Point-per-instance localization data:
_ _ _ _ _ _ _

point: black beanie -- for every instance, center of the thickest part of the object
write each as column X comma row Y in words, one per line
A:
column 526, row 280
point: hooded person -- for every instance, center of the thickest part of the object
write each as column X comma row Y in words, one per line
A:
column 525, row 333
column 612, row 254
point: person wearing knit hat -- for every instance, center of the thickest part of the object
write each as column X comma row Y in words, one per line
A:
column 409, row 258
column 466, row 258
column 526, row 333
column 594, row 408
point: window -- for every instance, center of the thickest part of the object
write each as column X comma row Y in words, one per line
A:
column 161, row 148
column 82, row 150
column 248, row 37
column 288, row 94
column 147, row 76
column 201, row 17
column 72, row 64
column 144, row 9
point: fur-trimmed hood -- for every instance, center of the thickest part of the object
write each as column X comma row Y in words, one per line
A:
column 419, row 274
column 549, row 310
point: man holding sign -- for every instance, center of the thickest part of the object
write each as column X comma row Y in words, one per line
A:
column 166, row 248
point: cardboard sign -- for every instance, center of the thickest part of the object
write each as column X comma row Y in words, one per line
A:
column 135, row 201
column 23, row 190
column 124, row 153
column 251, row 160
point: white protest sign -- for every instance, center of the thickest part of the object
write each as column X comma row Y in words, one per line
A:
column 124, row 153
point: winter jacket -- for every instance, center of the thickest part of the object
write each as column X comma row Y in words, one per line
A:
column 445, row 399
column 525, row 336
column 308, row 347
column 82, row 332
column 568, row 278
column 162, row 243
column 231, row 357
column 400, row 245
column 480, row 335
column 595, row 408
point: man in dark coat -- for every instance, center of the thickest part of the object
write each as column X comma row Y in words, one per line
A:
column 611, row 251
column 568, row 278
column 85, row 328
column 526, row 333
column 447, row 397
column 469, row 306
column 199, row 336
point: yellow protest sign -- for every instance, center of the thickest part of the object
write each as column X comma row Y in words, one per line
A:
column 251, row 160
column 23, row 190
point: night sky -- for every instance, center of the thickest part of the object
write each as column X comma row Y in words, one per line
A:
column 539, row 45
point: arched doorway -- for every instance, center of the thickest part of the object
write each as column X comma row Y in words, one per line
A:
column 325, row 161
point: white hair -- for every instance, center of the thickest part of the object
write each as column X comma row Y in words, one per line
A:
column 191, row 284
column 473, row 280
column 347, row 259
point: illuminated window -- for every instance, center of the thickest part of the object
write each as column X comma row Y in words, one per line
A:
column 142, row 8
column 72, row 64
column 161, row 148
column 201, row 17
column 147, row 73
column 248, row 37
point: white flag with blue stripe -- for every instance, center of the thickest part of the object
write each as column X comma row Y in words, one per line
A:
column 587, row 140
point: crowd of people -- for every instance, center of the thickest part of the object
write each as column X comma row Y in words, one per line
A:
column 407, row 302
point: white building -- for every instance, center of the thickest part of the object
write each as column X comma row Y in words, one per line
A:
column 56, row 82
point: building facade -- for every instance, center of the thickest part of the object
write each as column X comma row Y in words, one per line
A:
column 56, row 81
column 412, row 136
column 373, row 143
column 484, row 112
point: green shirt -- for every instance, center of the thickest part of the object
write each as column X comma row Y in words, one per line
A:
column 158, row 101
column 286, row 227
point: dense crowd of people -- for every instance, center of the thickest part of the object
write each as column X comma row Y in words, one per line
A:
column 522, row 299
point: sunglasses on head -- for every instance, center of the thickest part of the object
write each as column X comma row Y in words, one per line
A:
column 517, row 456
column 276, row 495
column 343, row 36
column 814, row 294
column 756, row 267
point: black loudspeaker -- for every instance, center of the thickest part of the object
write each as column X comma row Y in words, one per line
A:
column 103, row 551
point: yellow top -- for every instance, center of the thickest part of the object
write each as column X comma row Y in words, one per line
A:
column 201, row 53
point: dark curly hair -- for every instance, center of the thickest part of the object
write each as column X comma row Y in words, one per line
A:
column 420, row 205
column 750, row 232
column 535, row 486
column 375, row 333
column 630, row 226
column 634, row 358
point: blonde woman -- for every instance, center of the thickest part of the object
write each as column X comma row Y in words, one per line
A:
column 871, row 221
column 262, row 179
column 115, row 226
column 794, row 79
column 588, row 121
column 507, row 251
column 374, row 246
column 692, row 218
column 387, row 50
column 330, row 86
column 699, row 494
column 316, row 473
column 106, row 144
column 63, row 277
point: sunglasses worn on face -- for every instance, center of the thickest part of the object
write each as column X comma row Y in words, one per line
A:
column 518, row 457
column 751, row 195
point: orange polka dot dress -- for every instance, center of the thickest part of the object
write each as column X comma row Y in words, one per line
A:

_ _ _ _ _ _ _

What is needed is the number of lines in the entries that contain the word "person", written alone.

2